§ Work to complete
Recast every line of the entries below as a numbered list, skipping blank lines and omitting the pictures.

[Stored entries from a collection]
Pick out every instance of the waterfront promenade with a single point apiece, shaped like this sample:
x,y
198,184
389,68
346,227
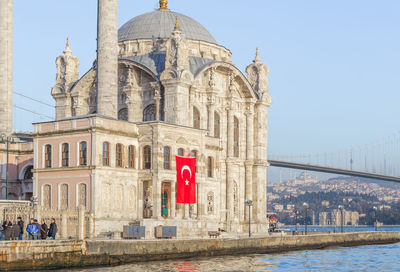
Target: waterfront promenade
x,y
30,255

§ Response to this task
1. Pick out every instance of the waterfront promenade with a single point apiece, shaped like this sample:
2. x,y
3. 198,184
4. 389,68
5. 346,227
6. Target: waterfront promenade
7. x,y
8. 30,255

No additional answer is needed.